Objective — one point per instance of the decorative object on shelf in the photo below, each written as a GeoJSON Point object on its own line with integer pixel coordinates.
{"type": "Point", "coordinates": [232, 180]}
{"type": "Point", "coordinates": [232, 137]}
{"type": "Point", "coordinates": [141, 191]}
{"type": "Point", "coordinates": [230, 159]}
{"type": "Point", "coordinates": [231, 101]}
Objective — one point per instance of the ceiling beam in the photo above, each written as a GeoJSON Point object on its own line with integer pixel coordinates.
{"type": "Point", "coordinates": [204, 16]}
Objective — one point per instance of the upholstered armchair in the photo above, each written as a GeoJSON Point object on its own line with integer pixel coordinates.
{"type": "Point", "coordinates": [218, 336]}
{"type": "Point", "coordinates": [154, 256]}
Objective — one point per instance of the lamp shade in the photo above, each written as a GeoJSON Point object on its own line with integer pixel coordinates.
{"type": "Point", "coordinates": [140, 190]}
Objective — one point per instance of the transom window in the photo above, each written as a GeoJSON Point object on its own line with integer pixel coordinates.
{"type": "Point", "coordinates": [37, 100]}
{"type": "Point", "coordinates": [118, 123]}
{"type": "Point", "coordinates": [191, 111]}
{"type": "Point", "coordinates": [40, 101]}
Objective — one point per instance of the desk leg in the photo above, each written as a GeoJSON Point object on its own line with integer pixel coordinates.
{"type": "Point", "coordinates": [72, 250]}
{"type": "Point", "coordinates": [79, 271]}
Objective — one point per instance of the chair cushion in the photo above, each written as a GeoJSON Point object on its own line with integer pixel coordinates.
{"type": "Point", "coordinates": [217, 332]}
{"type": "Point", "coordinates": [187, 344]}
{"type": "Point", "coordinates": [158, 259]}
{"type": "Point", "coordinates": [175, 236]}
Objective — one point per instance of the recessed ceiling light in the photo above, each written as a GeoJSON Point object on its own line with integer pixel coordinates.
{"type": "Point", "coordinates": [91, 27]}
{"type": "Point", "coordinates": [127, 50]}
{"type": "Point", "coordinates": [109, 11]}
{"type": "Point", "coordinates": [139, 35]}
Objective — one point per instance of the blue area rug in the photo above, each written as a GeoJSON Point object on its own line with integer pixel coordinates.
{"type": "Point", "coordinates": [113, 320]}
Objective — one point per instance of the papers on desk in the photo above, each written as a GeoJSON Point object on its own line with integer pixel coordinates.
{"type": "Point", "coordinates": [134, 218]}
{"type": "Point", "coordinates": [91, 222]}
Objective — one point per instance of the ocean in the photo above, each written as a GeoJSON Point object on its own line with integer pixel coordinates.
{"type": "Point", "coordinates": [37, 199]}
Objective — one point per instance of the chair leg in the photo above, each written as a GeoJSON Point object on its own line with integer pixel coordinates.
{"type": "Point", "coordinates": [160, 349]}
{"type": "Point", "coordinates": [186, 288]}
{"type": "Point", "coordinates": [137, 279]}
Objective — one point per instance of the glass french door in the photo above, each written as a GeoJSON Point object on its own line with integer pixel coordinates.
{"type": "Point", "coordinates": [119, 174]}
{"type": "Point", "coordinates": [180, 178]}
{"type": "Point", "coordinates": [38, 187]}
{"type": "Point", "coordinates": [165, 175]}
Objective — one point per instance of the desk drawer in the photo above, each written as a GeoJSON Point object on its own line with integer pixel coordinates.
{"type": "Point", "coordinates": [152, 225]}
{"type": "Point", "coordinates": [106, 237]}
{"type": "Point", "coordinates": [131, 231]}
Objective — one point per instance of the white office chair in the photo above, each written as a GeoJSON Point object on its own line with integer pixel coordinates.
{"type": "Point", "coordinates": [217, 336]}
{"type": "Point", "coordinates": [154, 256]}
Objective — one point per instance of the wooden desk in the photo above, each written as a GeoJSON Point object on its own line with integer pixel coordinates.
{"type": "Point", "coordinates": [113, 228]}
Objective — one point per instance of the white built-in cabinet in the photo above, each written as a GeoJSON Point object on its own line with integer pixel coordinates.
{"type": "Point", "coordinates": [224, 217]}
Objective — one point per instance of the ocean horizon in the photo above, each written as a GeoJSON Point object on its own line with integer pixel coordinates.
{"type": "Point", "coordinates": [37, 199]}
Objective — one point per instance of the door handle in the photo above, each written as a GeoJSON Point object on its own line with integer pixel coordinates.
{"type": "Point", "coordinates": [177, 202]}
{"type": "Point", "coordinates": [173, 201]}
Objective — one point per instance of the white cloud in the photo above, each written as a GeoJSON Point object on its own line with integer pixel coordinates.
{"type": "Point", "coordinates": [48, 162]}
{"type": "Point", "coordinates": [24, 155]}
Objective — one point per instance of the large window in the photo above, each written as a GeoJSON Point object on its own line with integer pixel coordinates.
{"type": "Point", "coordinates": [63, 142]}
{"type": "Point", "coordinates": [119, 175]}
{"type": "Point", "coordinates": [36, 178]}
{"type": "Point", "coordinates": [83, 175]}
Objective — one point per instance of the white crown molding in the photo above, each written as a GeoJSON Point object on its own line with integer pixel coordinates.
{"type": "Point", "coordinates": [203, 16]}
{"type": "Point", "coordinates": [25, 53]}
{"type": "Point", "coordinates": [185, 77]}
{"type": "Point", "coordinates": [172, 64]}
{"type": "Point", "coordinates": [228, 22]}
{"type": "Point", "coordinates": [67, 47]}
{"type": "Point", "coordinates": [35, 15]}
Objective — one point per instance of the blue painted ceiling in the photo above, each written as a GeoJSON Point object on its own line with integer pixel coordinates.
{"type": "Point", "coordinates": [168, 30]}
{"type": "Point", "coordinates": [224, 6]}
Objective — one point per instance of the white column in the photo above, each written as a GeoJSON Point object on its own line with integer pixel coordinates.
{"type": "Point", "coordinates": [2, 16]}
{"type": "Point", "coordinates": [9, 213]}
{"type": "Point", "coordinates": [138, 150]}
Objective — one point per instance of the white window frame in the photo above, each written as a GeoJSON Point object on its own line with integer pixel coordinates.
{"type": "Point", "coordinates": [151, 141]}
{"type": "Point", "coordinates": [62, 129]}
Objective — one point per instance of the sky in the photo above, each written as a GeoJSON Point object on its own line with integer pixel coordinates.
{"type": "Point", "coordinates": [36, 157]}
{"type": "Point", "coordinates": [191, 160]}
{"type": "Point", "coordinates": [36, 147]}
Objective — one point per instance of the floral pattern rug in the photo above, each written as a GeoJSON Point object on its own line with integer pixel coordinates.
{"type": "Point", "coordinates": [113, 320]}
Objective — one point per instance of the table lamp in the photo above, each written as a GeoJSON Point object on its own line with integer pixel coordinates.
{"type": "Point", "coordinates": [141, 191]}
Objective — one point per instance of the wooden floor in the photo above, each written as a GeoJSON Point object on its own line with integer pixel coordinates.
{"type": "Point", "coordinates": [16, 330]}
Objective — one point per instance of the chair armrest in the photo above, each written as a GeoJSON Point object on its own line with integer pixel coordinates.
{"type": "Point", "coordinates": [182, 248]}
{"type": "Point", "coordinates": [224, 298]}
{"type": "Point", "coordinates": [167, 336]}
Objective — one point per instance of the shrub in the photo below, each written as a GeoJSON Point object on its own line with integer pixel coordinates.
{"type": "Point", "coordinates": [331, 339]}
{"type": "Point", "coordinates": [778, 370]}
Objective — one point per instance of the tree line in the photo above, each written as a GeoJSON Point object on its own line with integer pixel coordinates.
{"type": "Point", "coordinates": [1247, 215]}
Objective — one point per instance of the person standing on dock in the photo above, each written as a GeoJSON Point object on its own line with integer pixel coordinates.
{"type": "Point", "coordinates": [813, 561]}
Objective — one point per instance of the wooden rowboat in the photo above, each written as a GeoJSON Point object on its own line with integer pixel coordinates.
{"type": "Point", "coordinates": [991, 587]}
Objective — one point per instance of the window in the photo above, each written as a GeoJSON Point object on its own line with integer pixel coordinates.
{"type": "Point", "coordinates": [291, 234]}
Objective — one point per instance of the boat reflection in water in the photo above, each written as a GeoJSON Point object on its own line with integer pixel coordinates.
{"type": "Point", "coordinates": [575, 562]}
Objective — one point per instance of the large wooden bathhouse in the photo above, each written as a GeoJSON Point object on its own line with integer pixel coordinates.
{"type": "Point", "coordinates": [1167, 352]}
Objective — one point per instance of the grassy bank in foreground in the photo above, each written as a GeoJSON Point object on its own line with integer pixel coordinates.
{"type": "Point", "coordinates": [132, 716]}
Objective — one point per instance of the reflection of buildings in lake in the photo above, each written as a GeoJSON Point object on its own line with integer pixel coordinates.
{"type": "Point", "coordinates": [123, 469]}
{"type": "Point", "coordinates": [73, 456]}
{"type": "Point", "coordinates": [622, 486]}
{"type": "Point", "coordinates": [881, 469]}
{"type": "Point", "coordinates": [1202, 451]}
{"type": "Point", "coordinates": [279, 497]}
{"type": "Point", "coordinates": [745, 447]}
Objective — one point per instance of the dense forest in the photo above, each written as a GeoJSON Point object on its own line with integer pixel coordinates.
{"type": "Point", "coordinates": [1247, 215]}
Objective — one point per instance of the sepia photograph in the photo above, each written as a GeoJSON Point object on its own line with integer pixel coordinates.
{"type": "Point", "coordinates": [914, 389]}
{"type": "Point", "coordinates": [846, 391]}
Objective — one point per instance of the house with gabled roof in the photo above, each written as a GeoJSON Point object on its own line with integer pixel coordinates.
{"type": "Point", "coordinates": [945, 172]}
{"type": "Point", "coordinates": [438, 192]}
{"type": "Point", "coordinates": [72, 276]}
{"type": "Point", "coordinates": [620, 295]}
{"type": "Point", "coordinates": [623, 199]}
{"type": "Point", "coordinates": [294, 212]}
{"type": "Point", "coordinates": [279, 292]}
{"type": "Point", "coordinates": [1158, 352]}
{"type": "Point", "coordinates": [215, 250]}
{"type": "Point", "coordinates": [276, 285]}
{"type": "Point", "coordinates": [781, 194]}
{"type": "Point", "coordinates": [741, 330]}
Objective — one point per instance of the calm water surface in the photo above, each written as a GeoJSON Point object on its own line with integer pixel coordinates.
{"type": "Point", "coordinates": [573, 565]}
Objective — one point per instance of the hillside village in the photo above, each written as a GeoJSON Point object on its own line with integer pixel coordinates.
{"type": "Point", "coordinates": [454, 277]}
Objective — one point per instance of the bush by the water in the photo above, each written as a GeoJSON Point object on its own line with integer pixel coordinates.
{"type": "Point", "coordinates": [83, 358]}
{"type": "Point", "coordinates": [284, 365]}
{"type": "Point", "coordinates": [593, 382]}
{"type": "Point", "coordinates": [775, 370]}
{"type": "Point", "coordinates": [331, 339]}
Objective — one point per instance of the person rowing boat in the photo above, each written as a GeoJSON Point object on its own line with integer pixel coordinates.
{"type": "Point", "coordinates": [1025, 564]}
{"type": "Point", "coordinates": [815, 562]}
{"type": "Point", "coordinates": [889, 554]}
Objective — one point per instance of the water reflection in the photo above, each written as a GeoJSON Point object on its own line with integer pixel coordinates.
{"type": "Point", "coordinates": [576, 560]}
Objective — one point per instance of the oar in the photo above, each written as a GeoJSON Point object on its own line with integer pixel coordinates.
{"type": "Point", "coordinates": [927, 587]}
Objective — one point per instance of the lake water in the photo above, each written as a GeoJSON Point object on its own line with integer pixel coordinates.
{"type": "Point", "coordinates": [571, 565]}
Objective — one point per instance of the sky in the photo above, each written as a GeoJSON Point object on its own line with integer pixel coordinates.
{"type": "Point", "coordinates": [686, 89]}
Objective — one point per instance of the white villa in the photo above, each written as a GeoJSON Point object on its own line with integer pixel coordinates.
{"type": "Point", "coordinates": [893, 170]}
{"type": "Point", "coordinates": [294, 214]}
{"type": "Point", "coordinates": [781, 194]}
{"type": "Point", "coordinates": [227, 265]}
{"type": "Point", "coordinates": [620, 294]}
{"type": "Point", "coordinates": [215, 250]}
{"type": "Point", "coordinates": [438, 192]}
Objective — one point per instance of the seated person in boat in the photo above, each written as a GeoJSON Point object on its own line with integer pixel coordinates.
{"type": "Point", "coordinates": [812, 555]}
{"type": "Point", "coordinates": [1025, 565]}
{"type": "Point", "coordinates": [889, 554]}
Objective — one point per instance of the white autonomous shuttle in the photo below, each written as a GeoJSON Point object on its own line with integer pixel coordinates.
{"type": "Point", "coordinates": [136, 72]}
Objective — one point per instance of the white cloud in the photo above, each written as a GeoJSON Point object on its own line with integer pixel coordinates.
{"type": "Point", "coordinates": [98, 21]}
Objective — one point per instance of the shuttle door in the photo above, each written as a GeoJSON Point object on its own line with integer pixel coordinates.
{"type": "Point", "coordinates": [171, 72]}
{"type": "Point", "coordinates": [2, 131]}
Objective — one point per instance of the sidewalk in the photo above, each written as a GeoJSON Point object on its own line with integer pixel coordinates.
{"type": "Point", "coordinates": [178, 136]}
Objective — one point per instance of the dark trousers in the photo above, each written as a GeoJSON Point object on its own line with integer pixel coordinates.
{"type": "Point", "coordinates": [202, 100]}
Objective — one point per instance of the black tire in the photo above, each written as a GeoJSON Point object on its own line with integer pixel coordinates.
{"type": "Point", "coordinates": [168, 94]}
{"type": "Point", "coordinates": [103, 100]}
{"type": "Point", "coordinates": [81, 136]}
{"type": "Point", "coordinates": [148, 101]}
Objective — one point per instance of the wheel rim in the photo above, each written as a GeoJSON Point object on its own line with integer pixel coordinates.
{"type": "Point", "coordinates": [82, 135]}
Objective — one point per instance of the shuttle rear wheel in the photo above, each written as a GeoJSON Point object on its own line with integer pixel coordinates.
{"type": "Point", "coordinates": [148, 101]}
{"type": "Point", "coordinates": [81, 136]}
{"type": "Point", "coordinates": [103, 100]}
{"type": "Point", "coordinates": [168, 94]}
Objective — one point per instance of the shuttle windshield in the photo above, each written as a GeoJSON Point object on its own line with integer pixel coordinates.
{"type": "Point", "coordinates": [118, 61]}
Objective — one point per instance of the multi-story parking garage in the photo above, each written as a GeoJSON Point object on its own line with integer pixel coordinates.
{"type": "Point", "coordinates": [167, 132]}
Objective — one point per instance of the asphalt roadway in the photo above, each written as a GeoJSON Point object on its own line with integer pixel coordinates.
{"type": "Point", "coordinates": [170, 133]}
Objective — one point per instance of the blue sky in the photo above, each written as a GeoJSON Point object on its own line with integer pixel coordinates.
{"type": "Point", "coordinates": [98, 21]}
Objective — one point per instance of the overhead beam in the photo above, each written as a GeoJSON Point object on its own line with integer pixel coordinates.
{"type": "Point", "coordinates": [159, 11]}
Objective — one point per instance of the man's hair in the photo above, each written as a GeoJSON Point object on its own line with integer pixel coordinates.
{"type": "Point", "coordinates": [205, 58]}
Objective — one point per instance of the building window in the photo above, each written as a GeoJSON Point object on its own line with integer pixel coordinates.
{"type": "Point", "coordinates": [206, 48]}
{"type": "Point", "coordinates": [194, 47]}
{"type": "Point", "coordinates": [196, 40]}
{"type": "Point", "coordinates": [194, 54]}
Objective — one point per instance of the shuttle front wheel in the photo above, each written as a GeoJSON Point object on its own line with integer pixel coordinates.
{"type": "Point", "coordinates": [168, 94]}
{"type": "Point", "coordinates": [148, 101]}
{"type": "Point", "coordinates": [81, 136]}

^^^^^^^^^^^^^^^^

--- Your instructions ---
Nothing but the exact lines of the data above, from the line containing "Objective — one point per instance of the multi-story" through the last, should appear in the answer.

--- Response to the exercise ---
Objective — one point per instance of the multi-story parking garage in the photo above, each written as a GeoJSON Point object on its own line with integer pixel coordinates.
{"type": "Point", "coordinates": [167, 132]}
Objective — one point per instance of the asphalt roadway in the photo above, each written as a GeoJSON Point object on its own line with integer pixel coordinates.
{"type": "Point", "coordinates": [170, 133]}
Objective — one point per instance of the blue sky in the photo above, each written as a GeoJSON Point object on its own line with integer pixel coordinates.
{"type": "Point", "coordinates": [98, 21]}
Objective — one point per instance of the overhead beam in the photo above, each written as a GeoJSON Point object on its own line with integer pixel coordinates.
{"type": "Point", "coordinates": [159, 11]}
Objective — one point per instance of the man's hair in the photo above, each written as a GeoJSON Point object on its own line with integer pixel coordinates.
{"type": "Point", "coordinates": [205, 58]}
Objective — one point per instance of the building window in the photo above, each written as a GeoJSON Point object on its own line with integer pixel coordinates.
{"type": "Point", "coordinates": [206, 48]}
{"type": "Point", "coordinates": [194, 47]}
{"type": "Point", "coordinates": [196, 40]}
{"type": "Point", "coordinates": [194, 54]}
Objective — one point per instance of the shuttle front wheel in the photo above, each written as a GeoJSON Point object on its own line with integer pixel coordinates.
{"type": "Point", "coordinates": [168, 94]}
{"type": "Point", "coordinates": [148, 101]}
{"type": "Point", "coordinates": [81, 136]}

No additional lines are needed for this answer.